- Aim: Reproduce the items word for word, starting at the first line and ending with the line that contains "272], [449, 296]]", including that line.
======== Data provided ========
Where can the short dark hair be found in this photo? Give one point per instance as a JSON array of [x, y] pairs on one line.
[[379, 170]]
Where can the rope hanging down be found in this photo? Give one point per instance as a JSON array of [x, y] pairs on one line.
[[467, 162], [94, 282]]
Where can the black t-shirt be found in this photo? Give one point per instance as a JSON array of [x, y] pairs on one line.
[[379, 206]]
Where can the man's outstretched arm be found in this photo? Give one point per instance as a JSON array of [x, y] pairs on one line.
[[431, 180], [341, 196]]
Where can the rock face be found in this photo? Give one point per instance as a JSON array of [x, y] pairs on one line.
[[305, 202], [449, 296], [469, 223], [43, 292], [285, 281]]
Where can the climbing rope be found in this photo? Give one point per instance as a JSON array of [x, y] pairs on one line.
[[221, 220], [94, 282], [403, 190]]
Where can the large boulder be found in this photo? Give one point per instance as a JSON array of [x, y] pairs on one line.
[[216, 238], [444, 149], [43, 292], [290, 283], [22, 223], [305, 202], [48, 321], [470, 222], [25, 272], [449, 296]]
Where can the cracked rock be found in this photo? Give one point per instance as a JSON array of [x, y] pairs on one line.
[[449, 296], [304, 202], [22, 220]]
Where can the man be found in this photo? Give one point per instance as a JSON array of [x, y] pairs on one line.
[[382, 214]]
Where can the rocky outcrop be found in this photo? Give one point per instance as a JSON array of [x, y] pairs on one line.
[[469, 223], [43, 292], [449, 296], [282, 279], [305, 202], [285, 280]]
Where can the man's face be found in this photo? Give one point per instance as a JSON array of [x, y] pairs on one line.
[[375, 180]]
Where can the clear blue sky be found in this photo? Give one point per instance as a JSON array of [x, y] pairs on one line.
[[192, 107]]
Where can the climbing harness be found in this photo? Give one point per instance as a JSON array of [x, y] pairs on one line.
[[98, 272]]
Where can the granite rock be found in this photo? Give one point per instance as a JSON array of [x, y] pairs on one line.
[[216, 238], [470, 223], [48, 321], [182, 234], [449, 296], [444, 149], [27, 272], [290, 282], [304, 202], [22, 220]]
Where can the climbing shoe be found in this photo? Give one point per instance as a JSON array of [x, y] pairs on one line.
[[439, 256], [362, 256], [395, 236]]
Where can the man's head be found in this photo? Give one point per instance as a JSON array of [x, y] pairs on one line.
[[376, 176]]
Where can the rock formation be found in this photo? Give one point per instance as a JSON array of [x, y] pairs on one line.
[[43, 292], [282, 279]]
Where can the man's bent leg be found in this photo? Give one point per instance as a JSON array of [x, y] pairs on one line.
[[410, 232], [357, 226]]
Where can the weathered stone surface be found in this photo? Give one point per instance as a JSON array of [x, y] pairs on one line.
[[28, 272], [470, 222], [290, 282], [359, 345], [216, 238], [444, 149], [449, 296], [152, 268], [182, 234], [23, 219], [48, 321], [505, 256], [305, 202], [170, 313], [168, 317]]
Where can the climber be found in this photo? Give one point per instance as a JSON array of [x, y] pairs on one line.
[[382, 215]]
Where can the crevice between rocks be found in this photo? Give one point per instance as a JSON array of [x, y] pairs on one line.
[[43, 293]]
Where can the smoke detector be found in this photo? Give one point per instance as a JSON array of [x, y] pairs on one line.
========
- Output for this exercise:
Where can the short dark hair be found in this photo? Give one point per instance as a JSON array of [x, y] pairs on one line.
[[379, 170]]
Where can the rope hanging down be found in this photo? Give one point per instance as a JSON array of [x, y] pairs on one line.
[[467, 162], [94, 282]]
Where can the black t-shirt be found in this photo? Give one point per instance as a JSON array of [x, y] pairs on one line.
[[379, 206]]
Where can the man's outstretched arm be found in this photo? Give one point per instance as a JSON array of [x, y] pairs on one line.
[[431, 180], [341, 196]]
Where can the rock face be found in this photo? Give one point per instance as a JSON array of [x, y] pairs on one line.
[[305, 202], [449, 296], [469, 223], [43, 292], [285, 281]]
Where can the climbing rope be found in this photo? Give one point per instance as a JSON array of [x, y] pairs on one line.
[[221, 220], [94, 282], [403, 190]]
Where can the large boulder be found in this photo? Give one point per instance as a JSON array of [x, y] pairs on one line.
[[216, 238], [444, 149], [43, 292], [290, 283], [22, 223], [305, 202], [48, 321], [470, 222], [25, 272], [449, 296]]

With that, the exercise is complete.